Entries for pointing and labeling
»»

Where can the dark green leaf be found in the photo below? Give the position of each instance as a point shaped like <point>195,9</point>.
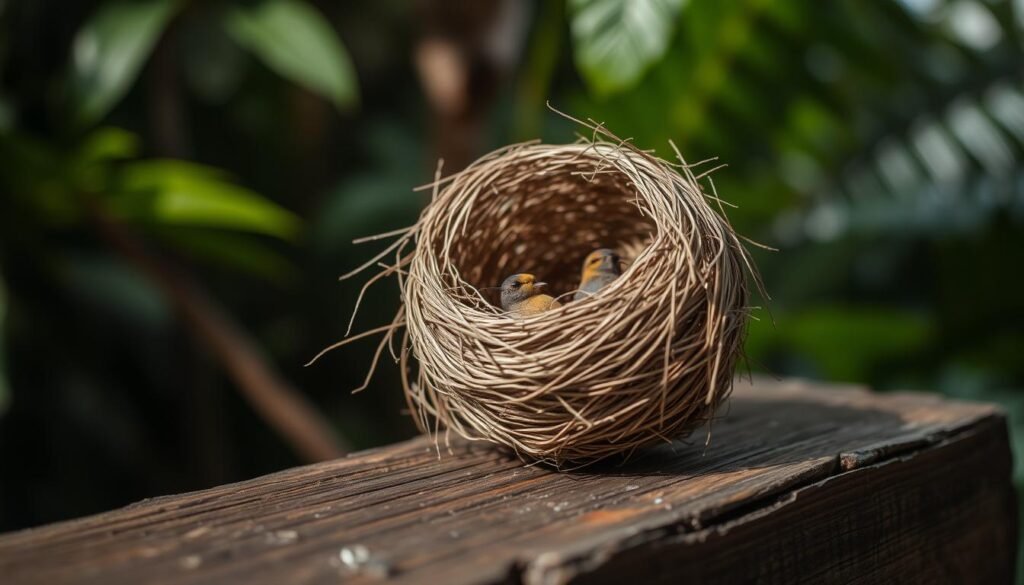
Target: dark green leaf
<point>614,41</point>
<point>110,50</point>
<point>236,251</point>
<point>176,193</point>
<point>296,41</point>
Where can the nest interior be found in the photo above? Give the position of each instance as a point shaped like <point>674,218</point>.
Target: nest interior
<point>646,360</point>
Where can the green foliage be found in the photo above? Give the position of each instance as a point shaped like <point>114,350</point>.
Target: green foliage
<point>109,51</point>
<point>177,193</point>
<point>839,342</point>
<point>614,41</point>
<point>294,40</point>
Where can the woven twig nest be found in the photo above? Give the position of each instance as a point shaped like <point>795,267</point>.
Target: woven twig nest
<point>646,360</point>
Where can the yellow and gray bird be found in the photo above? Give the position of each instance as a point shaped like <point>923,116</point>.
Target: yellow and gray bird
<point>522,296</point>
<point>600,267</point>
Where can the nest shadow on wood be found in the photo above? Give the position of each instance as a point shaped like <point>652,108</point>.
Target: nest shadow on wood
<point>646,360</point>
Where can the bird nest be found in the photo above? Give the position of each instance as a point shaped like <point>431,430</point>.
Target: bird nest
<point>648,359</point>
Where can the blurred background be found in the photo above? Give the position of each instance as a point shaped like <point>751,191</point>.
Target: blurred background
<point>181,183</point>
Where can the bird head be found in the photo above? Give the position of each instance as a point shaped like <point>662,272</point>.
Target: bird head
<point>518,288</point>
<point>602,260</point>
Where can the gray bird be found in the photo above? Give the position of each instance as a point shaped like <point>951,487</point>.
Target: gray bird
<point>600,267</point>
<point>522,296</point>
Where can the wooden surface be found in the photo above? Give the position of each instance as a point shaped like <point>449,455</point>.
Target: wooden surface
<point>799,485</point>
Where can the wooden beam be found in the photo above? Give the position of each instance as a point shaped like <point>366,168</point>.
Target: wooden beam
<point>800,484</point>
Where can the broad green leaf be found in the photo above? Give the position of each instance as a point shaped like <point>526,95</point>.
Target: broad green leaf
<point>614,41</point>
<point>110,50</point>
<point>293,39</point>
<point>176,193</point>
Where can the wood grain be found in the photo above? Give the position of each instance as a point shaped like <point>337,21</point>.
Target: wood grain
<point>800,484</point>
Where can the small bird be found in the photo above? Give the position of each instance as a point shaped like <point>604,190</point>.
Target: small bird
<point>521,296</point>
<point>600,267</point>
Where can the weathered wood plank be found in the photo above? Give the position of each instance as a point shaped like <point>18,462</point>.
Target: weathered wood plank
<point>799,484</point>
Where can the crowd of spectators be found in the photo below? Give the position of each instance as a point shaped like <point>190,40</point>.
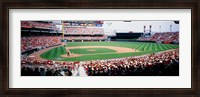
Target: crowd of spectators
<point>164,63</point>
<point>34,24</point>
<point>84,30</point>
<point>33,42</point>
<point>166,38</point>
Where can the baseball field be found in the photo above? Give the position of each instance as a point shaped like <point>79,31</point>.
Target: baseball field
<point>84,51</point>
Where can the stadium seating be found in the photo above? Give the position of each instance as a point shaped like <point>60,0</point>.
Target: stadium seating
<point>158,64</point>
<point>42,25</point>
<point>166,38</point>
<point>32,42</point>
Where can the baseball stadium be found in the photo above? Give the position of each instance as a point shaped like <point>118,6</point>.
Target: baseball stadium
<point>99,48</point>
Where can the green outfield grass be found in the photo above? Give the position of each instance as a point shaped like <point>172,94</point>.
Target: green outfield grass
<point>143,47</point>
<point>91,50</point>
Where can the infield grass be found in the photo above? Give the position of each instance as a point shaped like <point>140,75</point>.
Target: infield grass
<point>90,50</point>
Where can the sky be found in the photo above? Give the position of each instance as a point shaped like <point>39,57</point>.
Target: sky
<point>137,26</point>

««

» Exercise
Quote the lines word for word, beginning at the line that contains "Where can the wood grain" and stopping after the line that contains "<point>99,48</point>". Omit the picture from your answer.

» Result of the task
Where can the wood grain be found in the photo above? Give the position of each instance as a point shaped like <point>337,21</point>.
Target: wood grain
<point>800,484</point>
Where can the small bird be found in the photo above? Give the position of each instance as a point shaped like <point>604,190</point>.
Target: small bird
<point>521,296</point>
<point>600,267</point>
Where can the weathered wood plank be found in the photo above? Give the position of each instance as a point shaped like <point>18,462</point>.
Target: weathered wood plank
<point>799,484</point>
Where can the crowd of spectators be found in the photo below? Give the position of each instance as a point shaped like <point>190,40</point>.
Target: crowd of spectators
<point>164,63</point>
<point>34,24</point>
<point>84,30</point>
<point>33,42</point>
<point>166,38</point>
Where can the baseball field be found in the photo above? Give the position of each instance as a point shaped like <point>79,31</point>.
Target: baseball field
<point>84,51</point>
Where can the stadium seating be found in the photo above? Give the position of each instance as a point shaped like <point>60,0</point>.
Target: stadium seating
<point>158,64</point>
<point>42,25</point>
<point>166,38</point>
<point>32,42</point>
Where can the baseball stadium be found in the photo above? Give the position of each instance as a point shaped like <point>118,6</point>.
Target: baseball stadium
<point>99,48</point>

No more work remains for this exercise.